* [Exercise task 1] In the court judgment, what amount did the trial magistrate award as general damages?
* [Exercise task 2] Pick up the court judgment where it ends and carry it forward.

* [Given text]
━━━━
SOUTH NYANZA SUGAR CO. LTD v NELSON OSITU ORAMINI [2006] KEHC 114 (KLR) | Workplace Injury | Esheria

SOUTH NYANZA SUGAR CO. LTD v NELSON OSITU ORAMINI [2006] KEHC 114 (KLR)

Full Case Text

REPUBLIC OF KENYA

IN THE HIGH COURT OF KENYA

AT KISII

Civil Appeal 70 of 2004

SOUTH NYANZA SUGAR CO. LTD …...……………  APPELLANT

VERSUS

NELSON OSITU ORAMINI ……………………….. RESPONDENT

JUDGMENT

NELSON OSITU ORAMINI the respondent herein sued South Nyanza Sugar Co. the appellant before Kilgoris Resident Magistrate seeking general and special damages for injuries suffered while in cause of employment of the appellant.  The trial magistrate found for the respondent and awarded shs.70,000/- as general damages and shs.3000/- as special damages.  The appellant being dissatisfied with the judgment filed this appeal.

The Respondent told the court that on 24th March 2000 he was cutting sugar cane in a farm in Transmara.  He had been employed by the appellant as a casual.  He was using a panga and he cut his left thumb.  He went for treatment and later in 2002 a report was prepared by DR. ONDIGO (Exh.2).

The appellant had filed a defence denying that there was any contractual relationship between him and the respondent.  He denied liability.

In the alternative appellant pleaded that if the respondent got injured it was due to his negligence.  Appellant however did not call any evidence.

Counsel for the appellant submitted that the trial magistrate erred in holding that there was a contractual relationship between the appellant and the respondent or that there was any statutory duty imposed on the appellant or an employee working in the field far from the factory.

The Respondent was doing manual work outside the factory.

He further submitted that the trial magistrate erred in holding that the appellant was liable for injuries suffered by the respondent.

Another issue raised was that the respondent did not file any reply to the allegations of negligence on his part raised by the appellant in his defence.

Mr. Mudeyi opposed the appeal and supported the judgment.  He first stated that certified copy of decree was filed late.  It was filed after one year.

That delay was inordinate.  Secondly he said the evidence by the respondent was not challenged or rebutted.  Appellant did not call any defence and as such facts testified on were not rebutted.
━━━━
* [Extracted records]

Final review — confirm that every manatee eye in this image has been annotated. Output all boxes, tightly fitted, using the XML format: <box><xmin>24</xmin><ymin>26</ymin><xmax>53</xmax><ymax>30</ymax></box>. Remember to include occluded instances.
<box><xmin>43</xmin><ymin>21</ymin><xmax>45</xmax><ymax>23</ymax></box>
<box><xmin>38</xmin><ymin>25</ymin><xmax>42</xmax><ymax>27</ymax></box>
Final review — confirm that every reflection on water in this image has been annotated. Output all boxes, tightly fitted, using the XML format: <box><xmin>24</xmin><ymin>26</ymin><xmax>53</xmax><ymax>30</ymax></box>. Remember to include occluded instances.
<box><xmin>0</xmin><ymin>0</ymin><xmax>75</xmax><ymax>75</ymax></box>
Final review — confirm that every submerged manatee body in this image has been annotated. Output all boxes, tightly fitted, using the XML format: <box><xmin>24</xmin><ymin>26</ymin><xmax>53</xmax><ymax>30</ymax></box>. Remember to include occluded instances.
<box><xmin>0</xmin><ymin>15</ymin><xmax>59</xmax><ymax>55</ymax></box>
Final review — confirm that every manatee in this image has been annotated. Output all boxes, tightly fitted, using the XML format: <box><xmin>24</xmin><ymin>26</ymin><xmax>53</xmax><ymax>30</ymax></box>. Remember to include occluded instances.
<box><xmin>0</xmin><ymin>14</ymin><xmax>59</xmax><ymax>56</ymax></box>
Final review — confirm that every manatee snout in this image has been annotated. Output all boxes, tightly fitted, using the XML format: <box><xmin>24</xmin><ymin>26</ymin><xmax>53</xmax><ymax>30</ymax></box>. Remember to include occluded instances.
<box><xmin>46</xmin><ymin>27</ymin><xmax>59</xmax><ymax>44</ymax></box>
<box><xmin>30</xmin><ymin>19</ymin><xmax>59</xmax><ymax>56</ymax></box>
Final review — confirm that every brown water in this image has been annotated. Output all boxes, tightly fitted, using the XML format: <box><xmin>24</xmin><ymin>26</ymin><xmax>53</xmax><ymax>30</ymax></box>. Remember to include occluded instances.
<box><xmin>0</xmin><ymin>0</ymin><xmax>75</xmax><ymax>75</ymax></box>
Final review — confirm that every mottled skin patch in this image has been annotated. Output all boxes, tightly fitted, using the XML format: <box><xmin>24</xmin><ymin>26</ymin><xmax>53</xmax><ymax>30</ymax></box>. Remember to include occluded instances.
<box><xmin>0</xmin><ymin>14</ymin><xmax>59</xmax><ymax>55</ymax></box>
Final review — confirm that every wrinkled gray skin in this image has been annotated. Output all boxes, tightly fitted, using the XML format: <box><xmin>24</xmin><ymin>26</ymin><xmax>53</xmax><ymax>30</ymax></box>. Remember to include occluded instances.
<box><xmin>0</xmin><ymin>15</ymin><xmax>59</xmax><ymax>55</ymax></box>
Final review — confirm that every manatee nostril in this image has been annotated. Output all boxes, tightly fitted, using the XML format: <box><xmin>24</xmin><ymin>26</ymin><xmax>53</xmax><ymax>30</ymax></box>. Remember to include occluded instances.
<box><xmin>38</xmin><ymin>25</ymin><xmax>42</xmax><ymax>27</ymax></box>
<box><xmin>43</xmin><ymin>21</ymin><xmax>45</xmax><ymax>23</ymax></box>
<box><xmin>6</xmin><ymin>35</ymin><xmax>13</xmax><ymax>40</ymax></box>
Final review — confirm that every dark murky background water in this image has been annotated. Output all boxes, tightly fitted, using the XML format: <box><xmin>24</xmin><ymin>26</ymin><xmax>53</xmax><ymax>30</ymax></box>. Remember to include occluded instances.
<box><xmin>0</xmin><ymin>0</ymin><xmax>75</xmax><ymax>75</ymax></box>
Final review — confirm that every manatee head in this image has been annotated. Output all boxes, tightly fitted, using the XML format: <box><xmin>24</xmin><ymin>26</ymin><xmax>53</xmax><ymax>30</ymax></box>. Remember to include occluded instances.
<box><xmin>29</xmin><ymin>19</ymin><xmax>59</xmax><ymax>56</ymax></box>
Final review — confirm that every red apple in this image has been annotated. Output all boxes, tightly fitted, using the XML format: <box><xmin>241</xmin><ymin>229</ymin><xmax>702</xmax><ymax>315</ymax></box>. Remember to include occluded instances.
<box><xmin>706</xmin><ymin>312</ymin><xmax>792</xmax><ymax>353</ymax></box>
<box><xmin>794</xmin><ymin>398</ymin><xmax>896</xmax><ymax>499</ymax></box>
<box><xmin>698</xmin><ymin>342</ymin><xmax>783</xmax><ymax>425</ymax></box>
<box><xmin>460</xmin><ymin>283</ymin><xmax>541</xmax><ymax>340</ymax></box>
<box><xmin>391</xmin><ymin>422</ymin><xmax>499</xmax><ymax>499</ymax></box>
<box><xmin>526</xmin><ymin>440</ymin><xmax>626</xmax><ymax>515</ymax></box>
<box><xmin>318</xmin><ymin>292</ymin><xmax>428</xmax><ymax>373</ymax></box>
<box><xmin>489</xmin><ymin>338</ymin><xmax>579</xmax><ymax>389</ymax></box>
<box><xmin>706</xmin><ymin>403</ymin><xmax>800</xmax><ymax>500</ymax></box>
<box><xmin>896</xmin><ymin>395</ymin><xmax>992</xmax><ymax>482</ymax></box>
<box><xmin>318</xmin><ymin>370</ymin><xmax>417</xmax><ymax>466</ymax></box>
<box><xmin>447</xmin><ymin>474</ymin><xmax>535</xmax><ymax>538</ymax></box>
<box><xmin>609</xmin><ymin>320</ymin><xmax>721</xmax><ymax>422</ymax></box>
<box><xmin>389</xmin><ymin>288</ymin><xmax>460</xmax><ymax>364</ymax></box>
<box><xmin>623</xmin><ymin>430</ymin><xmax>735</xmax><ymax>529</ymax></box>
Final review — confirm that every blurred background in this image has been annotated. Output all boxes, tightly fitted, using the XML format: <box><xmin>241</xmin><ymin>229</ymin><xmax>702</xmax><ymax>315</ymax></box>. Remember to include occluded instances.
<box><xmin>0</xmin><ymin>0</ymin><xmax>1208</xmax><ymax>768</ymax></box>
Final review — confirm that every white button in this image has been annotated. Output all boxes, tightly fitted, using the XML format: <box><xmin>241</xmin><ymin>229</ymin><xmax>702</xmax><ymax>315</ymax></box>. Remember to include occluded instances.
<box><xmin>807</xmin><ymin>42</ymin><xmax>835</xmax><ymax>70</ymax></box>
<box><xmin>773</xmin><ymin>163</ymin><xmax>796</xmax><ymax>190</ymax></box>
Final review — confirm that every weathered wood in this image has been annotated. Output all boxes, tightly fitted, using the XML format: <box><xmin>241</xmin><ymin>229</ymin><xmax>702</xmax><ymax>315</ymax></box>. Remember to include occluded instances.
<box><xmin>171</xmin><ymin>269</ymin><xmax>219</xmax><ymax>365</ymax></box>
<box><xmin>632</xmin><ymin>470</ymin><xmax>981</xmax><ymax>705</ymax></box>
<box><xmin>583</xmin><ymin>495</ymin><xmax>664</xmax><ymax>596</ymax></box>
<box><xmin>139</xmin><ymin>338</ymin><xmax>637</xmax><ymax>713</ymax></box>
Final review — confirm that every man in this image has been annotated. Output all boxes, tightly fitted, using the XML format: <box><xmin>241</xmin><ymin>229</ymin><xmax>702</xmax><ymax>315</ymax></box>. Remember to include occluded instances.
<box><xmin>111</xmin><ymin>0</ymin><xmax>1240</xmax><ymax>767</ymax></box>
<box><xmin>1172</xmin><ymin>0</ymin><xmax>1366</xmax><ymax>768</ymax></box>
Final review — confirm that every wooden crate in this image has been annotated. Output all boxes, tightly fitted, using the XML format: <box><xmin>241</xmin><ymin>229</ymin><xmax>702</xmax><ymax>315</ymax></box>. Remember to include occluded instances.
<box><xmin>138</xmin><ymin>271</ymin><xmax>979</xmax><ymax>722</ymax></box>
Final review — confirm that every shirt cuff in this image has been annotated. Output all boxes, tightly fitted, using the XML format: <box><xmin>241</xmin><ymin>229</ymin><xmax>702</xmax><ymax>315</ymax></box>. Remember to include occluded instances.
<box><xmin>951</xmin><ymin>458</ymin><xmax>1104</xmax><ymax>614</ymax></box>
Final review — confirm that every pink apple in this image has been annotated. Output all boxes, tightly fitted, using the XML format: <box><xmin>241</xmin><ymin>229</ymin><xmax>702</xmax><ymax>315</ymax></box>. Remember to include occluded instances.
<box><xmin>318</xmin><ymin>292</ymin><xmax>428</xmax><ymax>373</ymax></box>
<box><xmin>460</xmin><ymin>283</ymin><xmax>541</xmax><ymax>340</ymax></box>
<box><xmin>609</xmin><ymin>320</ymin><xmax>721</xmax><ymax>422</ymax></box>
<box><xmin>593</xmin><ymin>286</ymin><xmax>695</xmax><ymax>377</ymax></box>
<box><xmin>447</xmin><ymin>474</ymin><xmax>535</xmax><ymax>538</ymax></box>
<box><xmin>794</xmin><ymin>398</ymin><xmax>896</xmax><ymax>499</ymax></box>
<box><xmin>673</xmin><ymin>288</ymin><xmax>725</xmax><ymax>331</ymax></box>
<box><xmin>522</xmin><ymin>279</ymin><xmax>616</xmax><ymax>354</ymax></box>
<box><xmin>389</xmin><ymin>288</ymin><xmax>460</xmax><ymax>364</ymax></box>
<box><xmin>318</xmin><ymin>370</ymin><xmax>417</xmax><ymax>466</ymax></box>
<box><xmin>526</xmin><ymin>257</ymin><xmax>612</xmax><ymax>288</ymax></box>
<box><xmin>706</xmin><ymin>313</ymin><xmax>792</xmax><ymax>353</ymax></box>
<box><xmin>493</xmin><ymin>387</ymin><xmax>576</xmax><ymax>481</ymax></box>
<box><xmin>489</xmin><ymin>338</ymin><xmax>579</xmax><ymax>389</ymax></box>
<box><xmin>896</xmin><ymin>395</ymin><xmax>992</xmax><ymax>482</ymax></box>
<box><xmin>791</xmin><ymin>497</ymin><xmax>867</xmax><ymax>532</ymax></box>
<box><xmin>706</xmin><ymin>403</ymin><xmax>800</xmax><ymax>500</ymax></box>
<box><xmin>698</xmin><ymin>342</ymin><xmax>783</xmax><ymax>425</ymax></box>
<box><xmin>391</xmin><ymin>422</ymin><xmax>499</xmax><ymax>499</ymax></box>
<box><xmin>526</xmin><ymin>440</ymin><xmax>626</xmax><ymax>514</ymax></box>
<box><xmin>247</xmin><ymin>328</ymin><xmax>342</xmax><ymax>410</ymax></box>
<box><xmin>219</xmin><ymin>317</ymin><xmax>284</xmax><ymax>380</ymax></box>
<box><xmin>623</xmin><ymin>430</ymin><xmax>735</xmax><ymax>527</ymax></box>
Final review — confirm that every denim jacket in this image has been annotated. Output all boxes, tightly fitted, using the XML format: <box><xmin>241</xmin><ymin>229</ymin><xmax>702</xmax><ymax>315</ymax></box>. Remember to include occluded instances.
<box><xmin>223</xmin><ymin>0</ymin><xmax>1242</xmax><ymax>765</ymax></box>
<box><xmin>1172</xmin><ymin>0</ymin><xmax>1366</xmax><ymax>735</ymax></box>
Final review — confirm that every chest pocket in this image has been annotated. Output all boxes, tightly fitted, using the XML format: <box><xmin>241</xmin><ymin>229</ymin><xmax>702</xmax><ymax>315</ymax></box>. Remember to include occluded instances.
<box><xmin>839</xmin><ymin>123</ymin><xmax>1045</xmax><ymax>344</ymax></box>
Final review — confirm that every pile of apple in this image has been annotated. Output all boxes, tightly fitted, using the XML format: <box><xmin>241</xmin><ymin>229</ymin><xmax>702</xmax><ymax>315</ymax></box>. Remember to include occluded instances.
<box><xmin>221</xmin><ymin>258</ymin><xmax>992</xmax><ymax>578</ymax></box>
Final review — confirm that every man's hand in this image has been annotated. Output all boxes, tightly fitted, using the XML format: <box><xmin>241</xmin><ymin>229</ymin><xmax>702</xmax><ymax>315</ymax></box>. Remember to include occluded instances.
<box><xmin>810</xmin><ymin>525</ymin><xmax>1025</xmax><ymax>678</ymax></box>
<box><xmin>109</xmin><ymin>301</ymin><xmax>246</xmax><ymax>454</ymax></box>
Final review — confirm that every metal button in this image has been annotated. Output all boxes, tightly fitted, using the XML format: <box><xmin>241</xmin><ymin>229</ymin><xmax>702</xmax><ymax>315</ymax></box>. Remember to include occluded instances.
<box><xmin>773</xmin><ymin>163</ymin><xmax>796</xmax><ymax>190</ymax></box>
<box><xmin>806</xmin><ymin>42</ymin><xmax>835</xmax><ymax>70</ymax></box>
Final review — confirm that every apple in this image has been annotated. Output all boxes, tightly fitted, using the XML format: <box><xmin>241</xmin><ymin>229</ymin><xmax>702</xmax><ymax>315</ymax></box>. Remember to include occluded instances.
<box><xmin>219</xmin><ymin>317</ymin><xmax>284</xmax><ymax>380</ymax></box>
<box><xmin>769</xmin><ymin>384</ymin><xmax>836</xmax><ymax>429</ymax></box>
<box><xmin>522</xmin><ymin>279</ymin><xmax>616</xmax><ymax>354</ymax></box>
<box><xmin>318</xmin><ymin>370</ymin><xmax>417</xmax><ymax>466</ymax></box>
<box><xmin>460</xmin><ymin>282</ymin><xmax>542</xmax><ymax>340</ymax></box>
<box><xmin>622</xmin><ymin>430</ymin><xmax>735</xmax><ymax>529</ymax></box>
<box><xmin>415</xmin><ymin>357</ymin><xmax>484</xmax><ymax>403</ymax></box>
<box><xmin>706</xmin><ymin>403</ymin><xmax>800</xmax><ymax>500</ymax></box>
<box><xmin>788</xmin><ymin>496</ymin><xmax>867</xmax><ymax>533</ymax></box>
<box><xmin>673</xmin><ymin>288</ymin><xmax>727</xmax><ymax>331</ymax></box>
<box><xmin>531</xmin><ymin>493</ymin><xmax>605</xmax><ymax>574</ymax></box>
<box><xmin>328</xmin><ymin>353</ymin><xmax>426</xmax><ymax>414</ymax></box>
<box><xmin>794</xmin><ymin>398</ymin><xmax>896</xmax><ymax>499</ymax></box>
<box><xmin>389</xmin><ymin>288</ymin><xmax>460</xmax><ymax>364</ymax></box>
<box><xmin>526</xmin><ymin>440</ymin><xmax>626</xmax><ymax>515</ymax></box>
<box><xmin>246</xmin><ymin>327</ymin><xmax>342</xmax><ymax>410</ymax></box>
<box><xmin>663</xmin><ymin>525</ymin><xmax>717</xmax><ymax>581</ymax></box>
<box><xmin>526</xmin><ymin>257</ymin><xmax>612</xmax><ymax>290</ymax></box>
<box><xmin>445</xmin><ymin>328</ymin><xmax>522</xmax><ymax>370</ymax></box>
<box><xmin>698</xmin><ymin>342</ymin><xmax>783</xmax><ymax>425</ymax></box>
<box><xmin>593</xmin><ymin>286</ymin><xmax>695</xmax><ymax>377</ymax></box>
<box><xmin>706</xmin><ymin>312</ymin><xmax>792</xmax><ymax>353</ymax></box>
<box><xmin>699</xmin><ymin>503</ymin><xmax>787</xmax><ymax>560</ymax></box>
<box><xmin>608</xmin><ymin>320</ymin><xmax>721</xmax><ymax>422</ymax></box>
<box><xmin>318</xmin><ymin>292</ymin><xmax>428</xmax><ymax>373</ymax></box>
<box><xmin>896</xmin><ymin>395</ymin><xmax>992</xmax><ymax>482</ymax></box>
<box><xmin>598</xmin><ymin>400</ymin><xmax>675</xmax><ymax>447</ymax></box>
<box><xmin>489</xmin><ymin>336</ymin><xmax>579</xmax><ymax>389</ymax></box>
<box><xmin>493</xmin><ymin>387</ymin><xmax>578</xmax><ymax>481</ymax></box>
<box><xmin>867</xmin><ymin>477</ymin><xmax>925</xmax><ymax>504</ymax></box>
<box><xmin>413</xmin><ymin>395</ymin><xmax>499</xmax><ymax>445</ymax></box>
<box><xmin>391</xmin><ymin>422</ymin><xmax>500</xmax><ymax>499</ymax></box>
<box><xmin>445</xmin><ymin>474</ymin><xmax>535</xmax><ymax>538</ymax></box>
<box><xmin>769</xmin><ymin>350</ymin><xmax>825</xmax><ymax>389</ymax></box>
━━━━
* [Exercise output 1] Shs.70,000/-

* [Exercise output 2]
I have considered the rival submissions and the evidence adduced.

First I will deal with the issue of filing of copy of decree as raised by

Mr. Mudeyi.

Indeed when the appeal was filed on 12th February 2004 it was not accompanied by a certified copy of the decree.  However a copy was filed before directions were taken.  True one year had passed but that cannot be said to be inordinate delay.  The court had not set out any time limit as provided for in Order 41 rule 1(2) CPR.  However the decree was put on record before directions were taken and hearing commenced.  With respect the appeal cannot fail on that score.

It is trite law that a party need to prove his claim  on a balance of probabilities unlike in a criminal charge where prosecution is expected to prove its case beyond all reasonable doubts.  A party however has to present facts which would lead to a conclusion in his favour.  The trial magistrate did not seem to analyse the evidence adduced and state how he reached the conclusion that the respondent had proved his case even on a balance of probabilities.  He only stated that the appellant did not call any evidence and went a heard to assess damages.  She did not analyse the evidence on record and assumed that in absence of evidence from the appellant the case is proved.  With respect this was an error on her part.  The appellant had filed a detailed defence in which he denied any contractual relationship with the respondent or any liability for any injuries.

The magistrate needed to consider those issues against the evidence adduced.  If she did so, she would have reached a very different conclusion.

In the first place as submitted the respondent did not file any reply to the defence denying particulars of negligence raised.  The appellant had stated that the respondent was negligent.  There was no reply denying those pleadings and the assumption is that they were admitted.

The other issue was that of contractual relationship.  The appellant had denied employing the respondent.  It was upon the respondent to prove that indeed he was an employee of the appellant in the face of that denial.

He did not tender anything to prove that a part from his general ascertain that he had been employed as a casual.  There was no document, even payment slip to prove that or any other evidence from any other quarter.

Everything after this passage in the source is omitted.